◆ **YOUR OBJECTIVE**:
How many lines of the material contain the string "dark", with case counting? Give only the number.

* START ENTRIES *

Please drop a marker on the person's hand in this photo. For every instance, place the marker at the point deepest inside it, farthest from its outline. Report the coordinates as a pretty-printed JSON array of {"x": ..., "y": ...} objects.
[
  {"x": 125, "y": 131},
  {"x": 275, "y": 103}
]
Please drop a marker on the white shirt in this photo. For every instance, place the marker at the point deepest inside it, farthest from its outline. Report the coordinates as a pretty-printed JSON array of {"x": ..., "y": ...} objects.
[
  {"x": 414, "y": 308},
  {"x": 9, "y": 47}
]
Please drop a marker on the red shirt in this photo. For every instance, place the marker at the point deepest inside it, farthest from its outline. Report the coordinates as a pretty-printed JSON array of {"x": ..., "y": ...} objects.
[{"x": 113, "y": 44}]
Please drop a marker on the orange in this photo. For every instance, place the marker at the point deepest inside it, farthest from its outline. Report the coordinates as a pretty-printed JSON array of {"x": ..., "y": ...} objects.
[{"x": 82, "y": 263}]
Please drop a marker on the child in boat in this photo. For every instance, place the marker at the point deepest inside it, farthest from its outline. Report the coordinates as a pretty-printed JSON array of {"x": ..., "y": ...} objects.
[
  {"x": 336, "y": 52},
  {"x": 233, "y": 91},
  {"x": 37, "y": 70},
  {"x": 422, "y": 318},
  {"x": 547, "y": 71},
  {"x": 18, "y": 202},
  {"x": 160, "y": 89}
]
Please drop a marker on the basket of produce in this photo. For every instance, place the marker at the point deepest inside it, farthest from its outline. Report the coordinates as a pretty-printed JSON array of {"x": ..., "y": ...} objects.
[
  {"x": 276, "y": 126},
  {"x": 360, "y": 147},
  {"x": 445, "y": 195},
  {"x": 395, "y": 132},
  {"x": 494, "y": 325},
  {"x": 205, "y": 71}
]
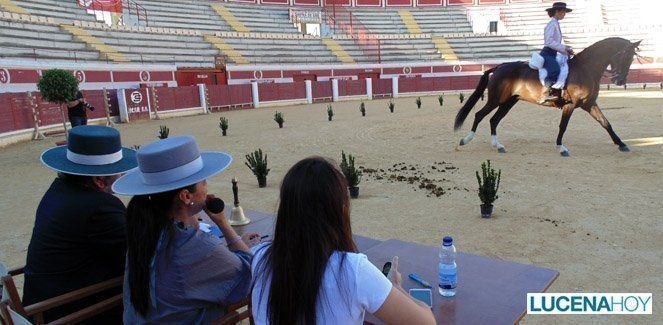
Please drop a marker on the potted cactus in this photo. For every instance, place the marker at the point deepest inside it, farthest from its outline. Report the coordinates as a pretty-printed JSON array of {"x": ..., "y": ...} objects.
[
  {"x": 223, "y": 124},
  {"x": 257, "y": 163},
  {"x": 489, "y": 183},
  {"x": 163, "y": 132},
  {"x": 352, "y": 174},
  {"x": 278, "y": 117}
]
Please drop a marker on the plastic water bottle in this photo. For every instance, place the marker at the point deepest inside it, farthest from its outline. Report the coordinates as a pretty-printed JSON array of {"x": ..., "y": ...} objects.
[{"x": 447, "y": 269}]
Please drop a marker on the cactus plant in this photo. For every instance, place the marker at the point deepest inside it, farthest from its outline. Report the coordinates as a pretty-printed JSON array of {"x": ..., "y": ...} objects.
[
  {"x": 223, "y": 124},
  {"x": 258, "y": 165},
  {"x": 278, "y": 117},
  {"x": 352, "y": 174},
  {"x": 164, "y": 131},
  {"x": 489, "y": 183}
]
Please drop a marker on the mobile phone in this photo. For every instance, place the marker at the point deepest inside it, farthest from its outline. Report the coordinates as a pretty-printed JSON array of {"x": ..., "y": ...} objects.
[
  {"x": 386, "y": 268},
  {"x": 423, "y": 295}
]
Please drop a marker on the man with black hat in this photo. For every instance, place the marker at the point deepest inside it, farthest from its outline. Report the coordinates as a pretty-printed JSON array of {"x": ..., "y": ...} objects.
[
  {"x": 76, "y": 109},
  {"x": 79, "y": 236},
  {"x": 553, "y": 44}
]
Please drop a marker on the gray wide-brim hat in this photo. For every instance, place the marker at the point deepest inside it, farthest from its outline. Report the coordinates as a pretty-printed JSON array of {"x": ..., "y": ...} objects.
[
  {"x": 91, "y": 150},
  {"x": 170, "y": 164},
  {"x": 559, "y": 6}
]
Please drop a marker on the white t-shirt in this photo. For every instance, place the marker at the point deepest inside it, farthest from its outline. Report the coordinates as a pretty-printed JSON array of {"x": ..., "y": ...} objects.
[{"x": 367, "y": 289}]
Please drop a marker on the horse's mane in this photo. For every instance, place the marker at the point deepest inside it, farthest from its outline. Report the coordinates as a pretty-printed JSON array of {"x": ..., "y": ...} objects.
[{"x": 601, "y": 46}]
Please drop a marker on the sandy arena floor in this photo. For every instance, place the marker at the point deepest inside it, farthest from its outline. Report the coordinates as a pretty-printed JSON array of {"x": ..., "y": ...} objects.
[{"x": 595, "y": 217}]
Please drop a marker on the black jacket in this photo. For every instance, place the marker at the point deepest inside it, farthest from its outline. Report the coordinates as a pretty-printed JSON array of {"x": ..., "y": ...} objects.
[{"x": 79, "y": 239}]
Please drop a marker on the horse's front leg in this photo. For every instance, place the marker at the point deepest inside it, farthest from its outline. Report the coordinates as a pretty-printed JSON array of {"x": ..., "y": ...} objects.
[
  {"x": 596, "y": 113},
  {"x": 567, "y": 111}
]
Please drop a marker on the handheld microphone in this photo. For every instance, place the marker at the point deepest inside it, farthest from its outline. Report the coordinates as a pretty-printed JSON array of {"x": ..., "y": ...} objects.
[{"x": 215, "y": 205}]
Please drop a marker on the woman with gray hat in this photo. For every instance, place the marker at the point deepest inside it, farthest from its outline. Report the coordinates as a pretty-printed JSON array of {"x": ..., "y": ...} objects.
[
  {"x": 553, "y": 44},
  {"x": 176, "y": 273}
]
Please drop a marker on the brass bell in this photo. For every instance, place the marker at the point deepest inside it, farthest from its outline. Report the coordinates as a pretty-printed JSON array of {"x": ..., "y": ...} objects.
[{"x": 237, "y": 217}]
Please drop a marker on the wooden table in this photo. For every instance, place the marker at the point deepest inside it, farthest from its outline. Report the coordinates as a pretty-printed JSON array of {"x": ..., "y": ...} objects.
[{"x": 490, "y": 291}]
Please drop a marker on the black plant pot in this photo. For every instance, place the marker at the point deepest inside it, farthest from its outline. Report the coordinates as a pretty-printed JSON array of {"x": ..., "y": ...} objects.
[
  {"x": 486, "y": 210},
  {"x": 354, "y": 192}
]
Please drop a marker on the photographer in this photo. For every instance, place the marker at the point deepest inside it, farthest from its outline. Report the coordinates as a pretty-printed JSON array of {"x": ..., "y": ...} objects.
[{"x": 76, "y": 110}]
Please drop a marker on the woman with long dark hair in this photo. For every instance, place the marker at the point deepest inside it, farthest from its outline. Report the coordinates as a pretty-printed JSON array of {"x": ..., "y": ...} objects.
[
  {"x": 176, "y": 273},
  {"x": 311, "y": 272}
]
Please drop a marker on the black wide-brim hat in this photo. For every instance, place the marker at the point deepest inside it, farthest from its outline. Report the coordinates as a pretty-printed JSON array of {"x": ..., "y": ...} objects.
[
  {"x": 91, "y": 150},
  {"x": 559, "y": 6}
]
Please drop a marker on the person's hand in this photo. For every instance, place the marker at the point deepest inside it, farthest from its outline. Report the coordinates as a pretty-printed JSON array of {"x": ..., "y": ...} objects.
[
  {"x": 251, "y": 239},
  {"x": 569, "y": 50},
  {"x": 394, "y": 276}
]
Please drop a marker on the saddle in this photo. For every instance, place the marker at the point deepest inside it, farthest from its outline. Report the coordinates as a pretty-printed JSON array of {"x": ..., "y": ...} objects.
[
  {"x": 537, "y": 61},
  {"x": 556, "y": 96}
]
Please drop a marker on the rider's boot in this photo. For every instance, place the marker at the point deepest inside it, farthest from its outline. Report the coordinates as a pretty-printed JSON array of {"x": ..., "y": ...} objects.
[{"x": 552, "y": 96}]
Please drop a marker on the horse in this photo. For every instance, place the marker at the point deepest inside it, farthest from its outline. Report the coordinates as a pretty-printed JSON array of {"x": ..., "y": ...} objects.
[{"x": 510, "y": 82}]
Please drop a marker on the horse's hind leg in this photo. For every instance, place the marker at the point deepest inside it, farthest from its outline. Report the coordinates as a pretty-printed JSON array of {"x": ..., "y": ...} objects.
[
  {"x": 495, "y": 120},
  {"x": 596, "y": 113},
  {"x": 489, "y": 107},
  {"x": 567, "y": 111}
]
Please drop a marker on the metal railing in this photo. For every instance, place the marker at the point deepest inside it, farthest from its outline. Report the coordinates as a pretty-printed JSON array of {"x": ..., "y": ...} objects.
[
  {"x": 117, "y": 6},
  {"x": 340, "y": 18}
]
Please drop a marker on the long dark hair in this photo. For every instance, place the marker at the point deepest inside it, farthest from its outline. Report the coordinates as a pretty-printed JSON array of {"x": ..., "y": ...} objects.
[
  {"x": 313, "y": 221},
  {"x": 147, "y": 217}
]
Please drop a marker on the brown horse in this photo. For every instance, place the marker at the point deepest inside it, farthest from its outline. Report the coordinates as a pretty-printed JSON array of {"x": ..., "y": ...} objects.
[{"x": 514, "y": 81}]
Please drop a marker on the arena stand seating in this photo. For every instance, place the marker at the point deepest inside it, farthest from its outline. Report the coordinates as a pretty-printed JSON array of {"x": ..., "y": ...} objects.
[
  {"x": 422, "y": 51},
  {"x": 63, "y": 11},
  {"x": 40, "y": 38},
  {"x": 267, "y": 36}
]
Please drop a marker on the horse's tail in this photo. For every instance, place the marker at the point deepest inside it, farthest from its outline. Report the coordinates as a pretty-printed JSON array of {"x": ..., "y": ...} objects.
[{"x": 474, "y": 98}]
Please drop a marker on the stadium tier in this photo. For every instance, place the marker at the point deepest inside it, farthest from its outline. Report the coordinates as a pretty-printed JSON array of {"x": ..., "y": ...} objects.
[{"x": 198, "y": 33}]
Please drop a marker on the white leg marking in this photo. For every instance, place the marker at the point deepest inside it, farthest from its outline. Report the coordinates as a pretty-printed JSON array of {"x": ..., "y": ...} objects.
[
  {"x": 496, "y": 143},
  {"x": 562, "y": 149},
  {"x": 468, "y": 138}
]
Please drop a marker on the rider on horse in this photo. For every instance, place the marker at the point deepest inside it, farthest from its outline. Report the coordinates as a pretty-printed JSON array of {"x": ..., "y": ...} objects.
[{"x": 553, "y": 44}]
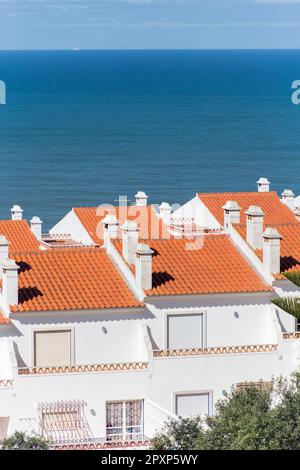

* END ENTRIES *

◆ **TASK SOLUTION**:
2